**Work task**.
Scan the entries below for the word "wall". Copy out every line in which it occurs.

Records to process START

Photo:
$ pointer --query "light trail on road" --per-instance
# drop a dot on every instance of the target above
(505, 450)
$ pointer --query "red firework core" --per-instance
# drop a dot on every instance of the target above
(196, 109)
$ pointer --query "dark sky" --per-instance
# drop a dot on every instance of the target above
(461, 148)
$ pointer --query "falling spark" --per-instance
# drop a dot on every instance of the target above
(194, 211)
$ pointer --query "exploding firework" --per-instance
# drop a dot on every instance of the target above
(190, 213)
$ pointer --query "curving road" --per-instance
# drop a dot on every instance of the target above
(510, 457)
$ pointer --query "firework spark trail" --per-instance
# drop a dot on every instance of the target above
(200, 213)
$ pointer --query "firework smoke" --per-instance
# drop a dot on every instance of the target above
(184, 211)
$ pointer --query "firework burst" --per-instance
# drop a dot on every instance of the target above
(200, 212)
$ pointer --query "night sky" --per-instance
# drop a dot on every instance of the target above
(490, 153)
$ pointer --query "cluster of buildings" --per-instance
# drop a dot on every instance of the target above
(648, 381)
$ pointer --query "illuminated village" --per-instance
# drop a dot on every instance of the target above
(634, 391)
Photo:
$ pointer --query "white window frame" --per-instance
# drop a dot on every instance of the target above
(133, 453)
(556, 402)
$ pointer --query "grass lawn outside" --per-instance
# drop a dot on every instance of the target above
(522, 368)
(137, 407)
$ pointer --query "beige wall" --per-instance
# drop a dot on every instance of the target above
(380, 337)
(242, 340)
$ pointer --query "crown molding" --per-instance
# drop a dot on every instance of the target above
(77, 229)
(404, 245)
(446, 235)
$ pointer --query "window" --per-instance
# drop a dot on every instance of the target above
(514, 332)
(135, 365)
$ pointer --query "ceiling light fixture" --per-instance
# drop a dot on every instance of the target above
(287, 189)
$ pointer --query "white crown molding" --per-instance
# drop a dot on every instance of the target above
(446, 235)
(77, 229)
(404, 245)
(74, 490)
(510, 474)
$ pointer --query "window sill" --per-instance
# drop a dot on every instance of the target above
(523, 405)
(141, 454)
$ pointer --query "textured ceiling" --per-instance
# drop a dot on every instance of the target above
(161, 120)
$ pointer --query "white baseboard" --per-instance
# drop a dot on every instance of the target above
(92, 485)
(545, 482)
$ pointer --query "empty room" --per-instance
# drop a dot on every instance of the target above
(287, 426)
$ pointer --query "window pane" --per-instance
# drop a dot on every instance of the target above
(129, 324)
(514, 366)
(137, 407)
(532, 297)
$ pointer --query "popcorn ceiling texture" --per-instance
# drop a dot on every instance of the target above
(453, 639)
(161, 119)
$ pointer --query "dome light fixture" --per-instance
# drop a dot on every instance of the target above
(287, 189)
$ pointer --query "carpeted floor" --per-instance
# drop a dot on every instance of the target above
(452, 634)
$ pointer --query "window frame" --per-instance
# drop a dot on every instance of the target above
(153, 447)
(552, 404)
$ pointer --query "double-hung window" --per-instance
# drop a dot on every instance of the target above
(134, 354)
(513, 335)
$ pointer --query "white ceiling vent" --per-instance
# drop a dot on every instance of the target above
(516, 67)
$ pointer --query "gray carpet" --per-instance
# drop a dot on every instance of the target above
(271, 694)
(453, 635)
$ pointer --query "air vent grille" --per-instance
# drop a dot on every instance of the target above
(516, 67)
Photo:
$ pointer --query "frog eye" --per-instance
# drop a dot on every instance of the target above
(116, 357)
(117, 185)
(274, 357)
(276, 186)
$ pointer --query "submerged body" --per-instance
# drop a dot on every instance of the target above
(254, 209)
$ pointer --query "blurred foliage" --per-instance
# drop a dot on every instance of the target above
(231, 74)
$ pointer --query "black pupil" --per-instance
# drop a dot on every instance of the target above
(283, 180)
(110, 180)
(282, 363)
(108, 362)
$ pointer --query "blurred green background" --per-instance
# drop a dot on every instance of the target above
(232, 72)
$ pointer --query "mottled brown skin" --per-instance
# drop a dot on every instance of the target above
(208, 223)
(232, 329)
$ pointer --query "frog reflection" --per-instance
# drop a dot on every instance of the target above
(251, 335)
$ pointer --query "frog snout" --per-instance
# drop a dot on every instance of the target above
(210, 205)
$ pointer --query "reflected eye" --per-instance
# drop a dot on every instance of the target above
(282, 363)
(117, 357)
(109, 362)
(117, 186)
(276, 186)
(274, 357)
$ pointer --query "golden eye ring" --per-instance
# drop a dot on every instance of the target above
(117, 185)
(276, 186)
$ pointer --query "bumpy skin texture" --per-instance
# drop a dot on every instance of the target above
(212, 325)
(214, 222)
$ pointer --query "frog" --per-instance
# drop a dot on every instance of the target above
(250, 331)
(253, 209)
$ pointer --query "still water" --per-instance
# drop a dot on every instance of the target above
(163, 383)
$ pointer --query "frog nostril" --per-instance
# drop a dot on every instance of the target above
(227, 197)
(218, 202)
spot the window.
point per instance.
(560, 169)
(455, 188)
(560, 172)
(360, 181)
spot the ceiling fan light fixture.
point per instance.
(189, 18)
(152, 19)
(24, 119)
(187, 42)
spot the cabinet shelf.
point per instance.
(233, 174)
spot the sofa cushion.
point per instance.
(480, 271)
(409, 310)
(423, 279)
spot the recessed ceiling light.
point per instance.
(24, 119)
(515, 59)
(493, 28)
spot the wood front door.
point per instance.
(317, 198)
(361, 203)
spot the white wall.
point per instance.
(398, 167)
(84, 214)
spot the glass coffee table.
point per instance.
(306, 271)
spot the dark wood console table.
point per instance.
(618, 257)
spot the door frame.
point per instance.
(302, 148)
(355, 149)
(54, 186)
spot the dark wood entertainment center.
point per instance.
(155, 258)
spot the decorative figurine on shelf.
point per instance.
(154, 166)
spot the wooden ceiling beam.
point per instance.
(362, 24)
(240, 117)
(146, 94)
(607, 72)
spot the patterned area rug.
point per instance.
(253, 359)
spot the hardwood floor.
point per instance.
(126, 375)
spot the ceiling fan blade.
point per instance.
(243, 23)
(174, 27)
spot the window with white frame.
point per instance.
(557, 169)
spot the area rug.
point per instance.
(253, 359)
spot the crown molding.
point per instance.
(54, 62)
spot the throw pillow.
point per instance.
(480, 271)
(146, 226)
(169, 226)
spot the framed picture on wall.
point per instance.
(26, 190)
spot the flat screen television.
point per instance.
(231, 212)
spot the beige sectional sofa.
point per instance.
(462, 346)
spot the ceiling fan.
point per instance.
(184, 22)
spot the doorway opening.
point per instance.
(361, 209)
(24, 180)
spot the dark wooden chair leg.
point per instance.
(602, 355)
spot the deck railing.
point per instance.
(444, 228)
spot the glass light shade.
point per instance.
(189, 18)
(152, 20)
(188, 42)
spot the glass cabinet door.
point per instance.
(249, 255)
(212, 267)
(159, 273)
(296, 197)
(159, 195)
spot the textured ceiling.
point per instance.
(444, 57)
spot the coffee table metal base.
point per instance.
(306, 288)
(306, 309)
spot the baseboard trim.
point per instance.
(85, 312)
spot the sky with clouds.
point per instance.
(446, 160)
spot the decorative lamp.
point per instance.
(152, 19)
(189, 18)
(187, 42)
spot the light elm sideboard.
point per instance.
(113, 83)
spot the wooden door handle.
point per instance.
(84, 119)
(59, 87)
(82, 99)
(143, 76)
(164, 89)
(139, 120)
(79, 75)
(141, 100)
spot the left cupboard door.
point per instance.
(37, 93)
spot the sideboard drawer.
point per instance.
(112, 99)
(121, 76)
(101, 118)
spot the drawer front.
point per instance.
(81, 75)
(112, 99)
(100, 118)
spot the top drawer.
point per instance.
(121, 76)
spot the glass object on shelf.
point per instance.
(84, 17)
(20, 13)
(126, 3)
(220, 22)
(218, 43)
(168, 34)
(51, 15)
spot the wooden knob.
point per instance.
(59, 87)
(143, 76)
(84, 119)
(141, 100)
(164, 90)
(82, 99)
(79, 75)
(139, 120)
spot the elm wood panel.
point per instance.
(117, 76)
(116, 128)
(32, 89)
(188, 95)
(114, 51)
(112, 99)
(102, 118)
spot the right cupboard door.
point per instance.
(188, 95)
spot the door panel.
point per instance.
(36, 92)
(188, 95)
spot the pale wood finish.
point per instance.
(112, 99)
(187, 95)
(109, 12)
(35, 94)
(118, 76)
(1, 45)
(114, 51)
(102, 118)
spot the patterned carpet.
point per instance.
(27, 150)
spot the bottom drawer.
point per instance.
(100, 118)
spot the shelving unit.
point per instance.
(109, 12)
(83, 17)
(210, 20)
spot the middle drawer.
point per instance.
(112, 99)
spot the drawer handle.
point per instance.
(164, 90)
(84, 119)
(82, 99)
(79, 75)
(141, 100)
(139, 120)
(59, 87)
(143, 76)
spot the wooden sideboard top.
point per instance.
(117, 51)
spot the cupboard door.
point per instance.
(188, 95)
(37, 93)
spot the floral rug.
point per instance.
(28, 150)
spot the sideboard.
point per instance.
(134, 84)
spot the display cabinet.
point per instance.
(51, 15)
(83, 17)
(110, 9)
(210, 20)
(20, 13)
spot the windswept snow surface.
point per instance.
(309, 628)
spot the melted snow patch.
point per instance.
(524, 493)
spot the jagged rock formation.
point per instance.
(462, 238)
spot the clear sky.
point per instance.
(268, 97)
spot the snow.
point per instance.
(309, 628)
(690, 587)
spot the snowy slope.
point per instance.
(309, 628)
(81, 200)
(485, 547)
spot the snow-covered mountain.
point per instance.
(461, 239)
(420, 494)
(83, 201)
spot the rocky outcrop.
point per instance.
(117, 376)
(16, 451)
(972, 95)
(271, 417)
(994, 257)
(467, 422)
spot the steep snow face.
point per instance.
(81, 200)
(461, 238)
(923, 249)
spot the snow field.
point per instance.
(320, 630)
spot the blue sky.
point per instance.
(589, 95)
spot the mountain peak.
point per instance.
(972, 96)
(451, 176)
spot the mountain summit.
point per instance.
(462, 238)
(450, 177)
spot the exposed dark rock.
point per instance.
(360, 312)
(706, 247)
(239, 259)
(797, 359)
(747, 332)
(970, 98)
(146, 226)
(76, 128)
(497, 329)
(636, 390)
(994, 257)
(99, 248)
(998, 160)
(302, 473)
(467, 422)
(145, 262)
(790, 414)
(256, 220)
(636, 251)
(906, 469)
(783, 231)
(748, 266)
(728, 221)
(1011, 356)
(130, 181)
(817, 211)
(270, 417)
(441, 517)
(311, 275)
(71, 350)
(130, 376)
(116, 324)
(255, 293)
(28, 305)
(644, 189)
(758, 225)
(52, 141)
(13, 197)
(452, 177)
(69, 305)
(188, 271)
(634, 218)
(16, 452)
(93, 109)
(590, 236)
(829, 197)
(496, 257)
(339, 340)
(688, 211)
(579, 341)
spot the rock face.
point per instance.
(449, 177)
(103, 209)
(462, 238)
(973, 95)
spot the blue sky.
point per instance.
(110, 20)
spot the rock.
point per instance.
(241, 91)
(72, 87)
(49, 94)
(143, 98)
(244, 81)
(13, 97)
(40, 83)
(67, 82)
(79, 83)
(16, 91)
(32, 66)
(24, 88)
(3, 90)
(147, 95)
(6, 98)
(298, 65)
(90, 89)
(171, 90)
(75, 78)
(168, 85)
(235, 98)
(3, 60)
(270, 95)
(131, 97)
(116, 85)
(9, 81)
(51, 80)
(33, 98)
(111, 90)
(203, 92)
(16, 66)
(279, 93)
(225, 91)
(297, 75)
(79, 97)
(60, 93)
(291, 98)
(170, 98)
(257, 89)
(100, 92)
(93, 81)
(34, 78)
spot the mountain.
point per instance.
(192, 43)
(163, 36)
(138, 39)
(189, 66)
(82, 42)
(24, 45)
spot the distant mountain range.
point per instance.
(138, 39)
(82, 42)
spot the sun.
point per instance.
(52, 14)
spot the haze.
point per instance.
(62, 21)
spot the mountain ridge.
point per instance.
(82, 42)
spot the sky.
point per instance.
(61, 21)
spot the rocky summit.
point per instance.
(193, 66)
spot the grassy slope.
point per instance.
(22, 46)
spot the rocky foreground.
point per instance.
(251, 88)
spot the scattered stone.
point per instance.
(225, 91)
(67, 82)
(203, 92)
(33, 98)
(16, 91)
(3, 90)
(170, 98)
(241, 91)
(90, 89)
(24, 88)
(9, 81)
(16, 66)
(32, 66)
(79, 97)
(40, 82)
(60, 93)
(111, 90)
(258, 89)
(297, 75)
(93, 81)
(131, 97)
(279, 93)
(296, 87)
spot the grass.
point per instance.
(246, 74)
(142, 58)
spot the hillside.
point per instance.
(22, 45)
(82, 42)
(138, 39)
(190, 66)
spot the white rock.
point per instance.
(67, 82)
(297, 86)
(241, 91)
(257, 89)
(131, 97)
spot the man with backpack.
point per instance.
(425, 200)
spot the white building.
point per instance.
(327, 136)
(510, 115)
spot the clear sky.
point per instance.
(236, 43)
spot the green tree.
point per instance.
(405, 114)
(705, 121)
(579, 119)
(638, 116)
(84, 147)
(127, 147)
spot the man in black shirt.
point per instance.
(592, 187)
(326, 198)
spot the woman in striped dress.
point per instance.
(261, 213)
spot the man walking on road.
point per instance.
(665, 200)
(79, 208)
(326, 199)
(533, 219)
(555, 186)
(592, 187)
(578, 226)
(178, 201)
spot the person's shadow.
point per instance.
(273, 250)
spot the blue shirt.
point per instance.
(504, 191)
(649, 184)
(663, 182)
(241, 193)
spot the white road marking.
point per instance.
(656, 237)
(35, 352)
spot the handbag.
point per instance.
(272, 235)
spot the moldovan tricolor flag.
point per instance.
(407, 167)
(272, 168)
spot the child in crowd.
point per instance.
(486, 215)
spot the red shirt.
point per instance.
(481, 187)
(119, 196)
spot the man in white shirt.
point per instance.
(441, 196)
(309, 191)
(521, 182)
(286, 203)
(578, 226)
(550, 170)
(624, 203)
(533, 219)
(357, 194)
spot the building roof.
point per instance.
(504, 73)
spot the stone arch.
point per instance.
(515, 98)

Records to process END

**Response**.
$ pointer --query "beige wall" --per-instance
spot the white wall.
spot the framed picture on wall.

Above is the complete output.